[start]

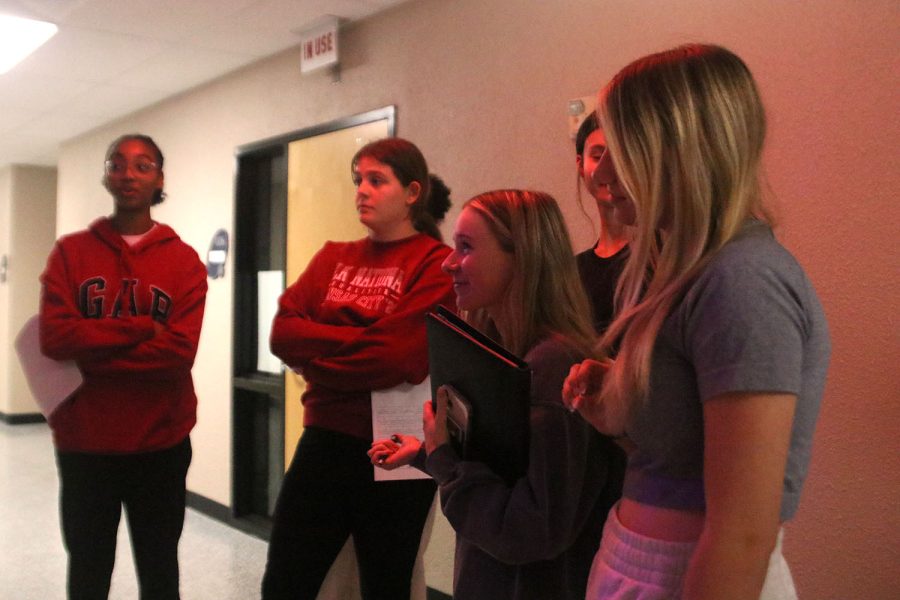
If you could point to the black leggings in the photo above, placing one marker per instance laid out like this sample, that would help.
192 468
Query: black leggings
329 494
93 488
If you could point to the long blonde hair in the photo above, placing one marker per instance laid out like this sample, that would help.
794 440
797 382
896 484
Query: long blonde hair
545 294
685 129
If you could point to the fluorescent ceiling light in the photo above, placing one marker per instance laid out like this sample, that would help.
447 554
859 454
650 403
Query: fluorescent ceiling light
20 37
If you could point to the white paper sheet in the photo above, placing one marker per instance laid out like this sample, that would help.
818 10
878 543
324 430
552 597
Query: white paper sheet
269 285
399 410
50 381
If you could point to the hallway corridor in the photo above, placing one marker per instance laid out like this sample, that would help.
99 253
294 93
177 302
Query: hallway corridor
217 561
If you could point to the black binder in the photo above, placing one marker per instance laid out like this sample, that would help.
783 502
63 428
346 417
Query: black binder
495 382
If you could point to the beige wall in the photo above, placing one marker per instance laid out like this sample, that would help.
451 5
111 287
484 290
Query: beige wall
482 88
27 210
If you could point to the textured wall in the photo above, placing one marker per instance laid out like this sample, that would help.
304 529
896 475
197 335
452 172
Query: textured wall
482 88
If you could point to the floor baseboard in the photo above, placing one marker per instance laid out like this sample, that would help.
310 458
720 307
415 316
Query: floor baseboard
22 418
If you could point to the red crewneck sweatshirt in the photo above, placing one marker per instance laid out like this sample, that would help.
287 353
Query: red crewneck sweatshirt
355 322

[end]
[start]

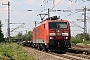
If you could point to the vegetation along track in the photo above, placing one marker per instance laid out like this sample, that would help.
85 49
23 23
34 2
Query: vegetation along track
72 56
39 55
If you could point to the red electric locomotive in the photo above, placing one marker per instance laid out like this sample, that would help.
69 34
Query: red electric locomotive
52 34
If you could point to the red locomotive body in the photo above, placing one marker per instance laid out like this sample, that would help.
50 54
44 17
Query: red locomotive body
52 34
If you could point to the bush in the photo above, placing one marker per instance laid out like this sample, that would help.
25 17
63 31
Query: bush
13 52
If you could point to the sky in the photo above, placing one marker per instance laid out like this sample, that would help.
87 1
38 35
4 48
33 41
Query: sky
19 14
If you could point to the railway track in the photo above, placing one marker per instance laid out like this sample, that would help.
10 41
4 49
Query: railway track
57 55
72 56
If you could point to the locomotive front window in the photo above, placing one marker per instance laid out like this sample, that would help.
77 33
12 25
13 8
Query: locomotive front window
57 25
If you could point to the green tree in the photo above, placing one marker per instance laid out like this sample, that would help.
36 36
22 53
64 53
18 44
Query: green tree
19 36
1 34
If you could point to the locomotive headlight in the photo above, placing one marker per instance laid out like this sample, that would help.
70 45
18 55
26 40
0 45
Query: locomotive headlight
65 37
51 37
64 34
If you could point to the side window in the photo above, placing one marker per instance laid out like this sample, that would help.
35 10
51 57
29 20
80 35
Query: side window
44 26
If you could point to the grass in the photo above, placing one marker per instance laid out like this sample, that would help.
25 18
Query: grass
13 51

[end]

◆ **Work to do**
Report every line of the records above that contains the word "leggings", copying each line in full.

◆ **Result**
If you could point to the black leggings in the photo above, placing one marker per instance laid out like this sample, that would help.
Query: black leggings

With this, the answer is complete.